[How to complete this task] Exactly as they stand, copy the lines from the one containing "# point at: grazing" to the final line of the data; leave out the pictures.

─── Records for processing

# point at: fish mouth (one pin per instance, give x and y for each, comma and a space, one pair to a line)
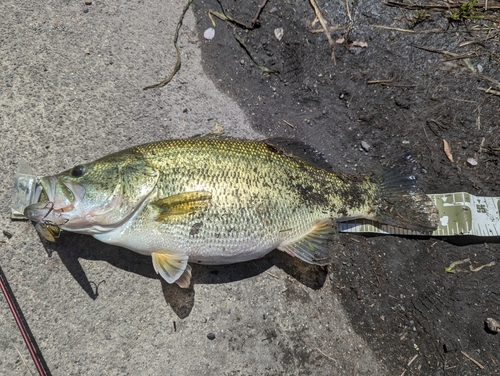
57, 200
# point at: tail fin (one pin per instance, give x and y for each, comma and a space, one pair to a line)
401, 203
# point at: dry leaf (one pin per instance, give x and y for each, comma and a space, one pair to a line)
447, 150
359, 44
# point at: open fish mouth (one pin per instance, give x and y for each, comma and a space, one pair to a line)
57, 199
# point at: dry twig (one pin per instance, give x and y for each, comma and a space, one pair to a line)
472, 359
325, 29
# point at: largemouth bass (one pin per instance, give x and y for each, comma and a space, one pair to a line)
219, 200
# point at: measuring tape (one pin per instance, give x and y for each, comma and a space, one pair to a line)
459, 213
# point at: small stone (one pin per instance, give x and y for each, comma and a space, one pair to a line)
209, 33
278, 33
472, 161
492, 325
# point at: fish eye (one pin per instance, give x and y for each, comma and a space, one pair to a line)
78, 171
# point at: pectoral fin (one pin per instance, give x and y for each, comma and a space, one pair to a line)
313, 247
182, 203
172, 267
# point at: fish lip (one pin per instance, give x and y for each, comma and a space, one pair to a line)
56, 209
49, 186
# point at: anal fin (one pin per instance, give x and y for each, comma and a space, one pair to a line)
315, 246
172, 267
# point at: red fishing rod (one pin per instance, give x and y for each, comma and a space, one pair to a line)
28, 338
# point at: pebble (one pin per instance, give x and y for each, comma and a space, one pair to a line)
209, 33
278, 33
472, 161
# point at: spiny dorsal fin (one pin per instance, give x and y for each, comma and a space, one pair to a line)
172, 267
182, 203
314, 246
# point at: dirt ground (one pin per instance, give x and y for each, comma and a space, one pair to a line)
394, 290
73, 77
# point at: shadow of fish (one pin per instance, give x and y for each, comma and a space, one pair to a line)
217, 200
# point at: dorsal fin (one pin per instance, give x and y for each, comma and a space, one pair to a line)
298, 149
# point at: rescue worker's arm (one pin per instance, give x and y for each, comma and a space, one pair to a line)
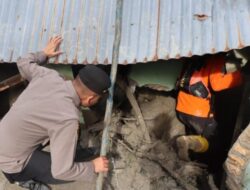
220, 80
28, 65
63, 141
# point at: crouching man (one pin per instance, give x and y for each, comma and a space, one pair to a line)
48, 109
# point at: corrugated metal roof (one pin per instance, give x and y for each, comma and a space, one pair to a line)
151, 29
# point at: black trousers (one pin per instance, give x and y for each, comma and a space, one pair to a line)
39, 167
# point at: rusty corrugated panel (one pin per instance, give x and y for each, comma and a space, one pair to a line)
151, 29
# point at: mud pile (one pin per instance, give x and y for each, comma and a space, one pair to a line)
139, 164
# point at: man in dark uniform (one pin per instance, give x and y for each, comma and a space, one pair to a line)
48, 110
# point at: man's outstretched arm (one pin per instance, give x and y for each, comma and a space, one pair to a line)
28, 65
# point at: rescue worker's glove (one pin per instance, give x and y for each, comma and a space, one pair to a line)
234, 61
210, 129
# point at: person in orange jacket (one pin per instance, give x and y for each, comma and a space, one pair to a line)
194, 101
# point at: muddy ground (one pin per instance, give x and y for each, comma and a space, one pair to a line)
138, 164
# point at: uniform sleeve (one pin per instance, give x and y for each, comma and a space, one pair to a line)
219, 80
63, 143
29, 68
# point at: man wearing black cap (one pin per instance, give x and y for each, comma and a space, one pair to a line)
48, 110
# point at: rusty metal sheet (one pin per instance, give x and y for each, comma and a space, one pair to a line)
151, 29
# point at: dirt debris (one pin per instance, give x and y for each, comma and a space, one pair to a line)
137, 164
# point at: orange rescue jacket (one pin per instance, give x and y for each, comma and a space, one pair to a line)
212, 77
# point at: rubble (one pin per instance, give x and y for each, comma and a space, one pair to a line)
136, 163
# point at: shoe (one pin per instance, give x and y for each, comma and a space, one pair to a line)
33, 185
196, 143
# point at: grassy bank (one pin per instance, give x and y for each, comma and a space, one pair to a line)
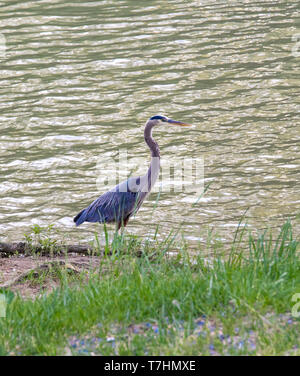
156, 304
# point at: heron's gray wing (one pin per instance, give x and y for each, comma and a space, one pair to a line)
111, 207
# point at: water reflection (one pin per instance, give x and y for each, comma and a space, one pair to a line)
79, 80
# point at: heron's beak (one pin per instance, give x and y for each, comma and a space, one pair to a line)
171, 121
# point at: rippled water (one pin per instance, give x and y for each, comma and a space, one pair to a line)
79, 79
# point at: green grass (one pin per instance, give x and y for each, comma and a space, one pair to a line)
150, 304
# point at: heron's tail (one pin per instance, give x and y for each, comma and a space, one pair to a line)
80, 217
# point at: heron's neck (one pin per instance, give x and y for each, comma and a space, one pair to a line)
154, 167
153, 146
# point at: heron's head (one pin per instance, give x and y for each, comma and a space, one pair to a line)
160, 119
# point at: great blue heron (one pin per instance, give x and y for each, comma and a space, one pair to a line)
121, 202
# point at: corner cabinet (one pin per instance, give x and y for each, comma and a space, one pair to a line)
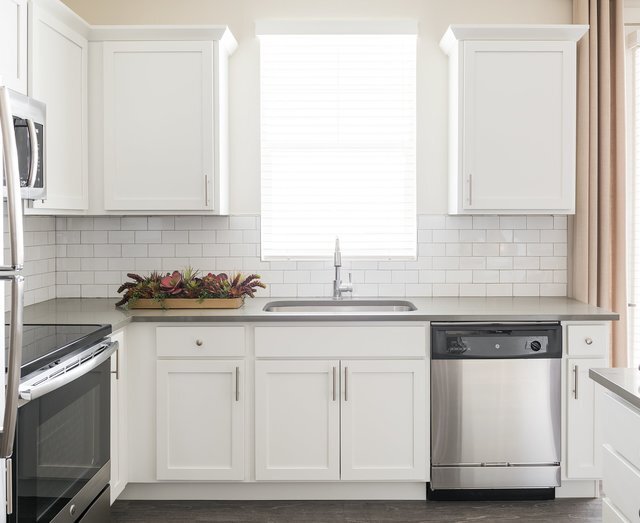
512, 110
58, 77
164, 115
13, 44
587, 347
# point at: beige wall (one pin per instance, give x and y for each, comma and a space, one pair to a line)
433, 16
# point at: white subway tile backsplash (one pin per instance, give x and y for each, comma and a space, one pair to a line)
457, 256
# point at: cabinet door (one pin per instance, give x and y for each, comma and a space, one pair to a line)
583, 445
383, 420
119, 462
59, 79
297, 420
200, 420
13, 44
518, 126
158, 126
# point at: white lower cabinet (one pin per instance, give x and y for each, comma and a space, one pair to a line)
383, 420
583, 450
200, 420
297, 420
119, 426
349, 420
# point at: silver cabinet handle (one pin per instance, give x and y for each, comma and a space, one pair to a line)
12, 176
117, 371
237, 383
13, 365
334, 383
346, 384
33, 165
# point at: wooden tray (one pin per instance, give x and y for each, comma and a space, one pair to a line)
188, 303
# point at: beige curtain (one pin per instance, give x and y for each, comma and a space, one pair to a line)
598, 245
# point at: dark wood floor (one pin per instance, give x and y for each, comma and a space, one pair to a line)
563, 510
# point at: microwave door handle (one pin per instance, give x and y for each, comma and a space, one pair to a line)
12, 175
13, 367
35, 154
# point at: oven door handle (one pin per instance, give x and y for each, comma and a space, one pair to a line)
12, 177
13, 364
37, 391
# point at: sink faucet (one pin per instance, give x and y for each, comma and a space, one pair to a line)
338, 286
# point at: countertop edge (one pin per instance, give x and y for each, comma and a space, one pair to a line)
614, 387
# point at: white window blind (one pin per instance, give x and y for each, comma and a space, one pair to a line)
338, 147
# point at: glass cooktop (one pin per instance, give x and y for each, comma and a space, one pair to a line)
44, 344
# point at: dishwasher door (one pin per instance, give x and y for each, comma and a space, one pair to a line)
494, 412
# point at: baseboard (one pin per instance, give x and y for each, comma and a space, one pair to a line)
275, 491
578, 489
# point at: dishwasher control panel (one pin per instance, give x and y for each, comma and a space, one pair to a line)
488, 341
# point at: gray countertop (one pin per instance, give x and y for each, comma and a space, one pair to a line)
622, 382
103, 310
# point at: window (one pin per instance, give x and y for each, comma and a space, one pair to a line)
338, 146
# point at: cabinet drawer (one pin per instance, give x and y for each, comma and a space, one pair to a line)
610, 513
587, 340
621, 485
334, 341
621, 429
199, 342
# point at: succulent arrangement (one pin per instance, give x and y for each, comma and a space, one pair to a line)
188, 284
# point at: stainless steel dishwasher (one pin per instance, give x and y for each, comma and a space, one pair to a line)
495, 408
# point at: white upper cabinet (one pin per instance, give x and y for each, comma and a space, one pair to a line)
164, 120
58, 77
13, 44
512, 118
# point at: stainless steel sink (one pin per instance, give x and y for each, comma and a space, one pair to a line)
339, 306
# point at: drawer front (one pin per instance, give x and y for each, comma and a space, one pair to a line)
621, 429
334, 341
621, 484
588, 340
610, 513
198, 342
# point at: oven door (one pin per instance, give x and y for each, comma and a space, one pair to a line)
62, 449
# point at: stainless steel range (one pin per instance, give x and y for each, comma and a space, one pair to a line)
495, 408
61, 466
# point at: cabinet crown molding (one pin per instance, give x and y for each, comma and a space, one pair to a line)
458, 33
221, 33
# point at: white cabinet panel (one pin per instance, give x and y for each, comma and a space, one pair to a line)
119, 426
512, 118
519, 110
158, 125
13, 44
621, 485
58, 76
383, 420
583, 459
200, 420
297, 420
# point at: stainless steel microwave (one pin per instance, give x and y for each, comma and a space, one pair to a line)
29, 125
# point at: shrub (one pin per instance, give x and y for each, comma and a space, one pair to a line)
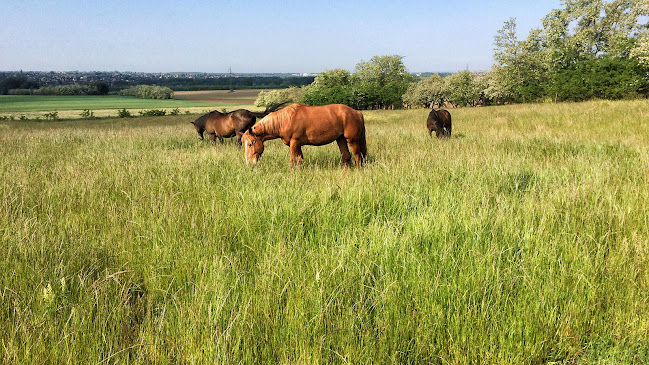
87, 114
148, 92
123, 113
152, 113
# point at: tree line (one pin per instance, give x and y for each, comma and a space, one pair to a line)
589, 49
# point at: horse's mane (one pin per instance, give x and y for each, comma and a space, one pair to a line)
273, 121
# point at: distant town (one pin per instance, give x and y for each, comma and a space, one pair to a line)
117, 80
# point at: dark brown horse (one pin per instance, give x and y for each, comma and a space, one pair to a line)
225, 125
440, 122
298, 125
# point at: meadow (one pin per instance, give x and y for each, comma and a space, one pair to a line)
71, 107
523, 238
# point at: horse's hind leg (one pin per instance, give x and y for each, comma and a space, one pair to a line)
296, 153
358, 152
344, 151
212, 138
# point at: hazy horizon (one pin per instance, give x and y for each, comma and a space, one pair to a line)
256, 36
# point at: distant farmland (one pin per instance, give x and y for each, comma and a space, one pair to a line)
70, 107
219, 96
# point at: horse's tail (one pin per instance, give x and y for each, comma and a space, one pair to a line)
269, 109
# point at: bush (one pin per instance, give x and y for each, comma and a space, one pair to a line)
152, 113
148, 92
123, 113
87, 114
282, 96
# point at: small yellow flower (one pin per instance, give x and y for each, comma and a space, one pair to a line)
48, 294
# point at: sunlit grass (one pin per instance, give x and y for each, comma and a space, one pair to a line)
521, 239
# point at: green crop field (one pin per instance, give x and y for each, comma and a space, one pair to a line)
523, 239
70, 107
37, 103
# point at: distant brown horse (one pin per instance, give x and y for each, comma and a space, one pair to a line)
298, 125
440, 122
225, 125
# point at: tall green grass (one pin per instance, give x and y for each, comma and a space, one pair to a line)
521, 239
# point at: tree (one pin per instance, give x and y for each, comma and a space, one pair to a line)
281, 96
575, 55
427, 93
382, 81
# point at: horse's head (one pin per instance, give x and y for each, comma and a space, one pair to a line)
253, 145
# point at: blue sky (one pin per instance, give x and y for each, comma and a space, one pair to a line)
255, 36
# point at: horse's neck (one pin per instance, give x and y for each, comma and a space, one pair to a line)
271, 129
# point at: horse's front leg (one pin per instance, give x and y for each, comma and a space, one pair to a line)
296, 153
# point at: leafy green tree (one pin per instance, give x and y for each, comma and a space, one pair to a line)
383, 80
330, 87
281, 96
428, 93
579, 50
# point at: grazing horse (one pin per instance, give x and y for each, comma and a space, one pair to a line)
440, 122
298, 125
225, 125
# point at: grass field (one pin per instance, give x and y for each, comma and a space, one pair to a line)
70, 107
523, 239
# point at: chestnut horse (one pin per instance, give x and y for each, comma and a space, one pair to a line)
225, 125
440, 122
298, 125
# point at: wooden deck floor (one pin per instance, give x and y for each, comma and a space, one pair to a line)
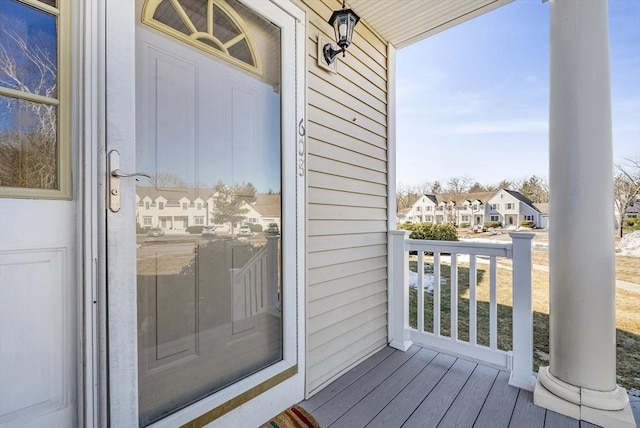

──────

[Written answer]
# point at: grazing horse (one pin per instance, give x and y for each, comma and a space, one pair to a line)
440, 122
298, 125
225, 125
# point at: grass field (one pin per instance, give x and y for each, comma and a space, one pair to a line)
70, 107
523, 239
# point at: chestnut horse (one pin per instance, give x and y for each, comma and a space, one pair to a line)
225, 125
440, 122
298, 125
# point at: wooden deck floor (one pin per instance, give x and y for each, comma and a space, one pair to a line)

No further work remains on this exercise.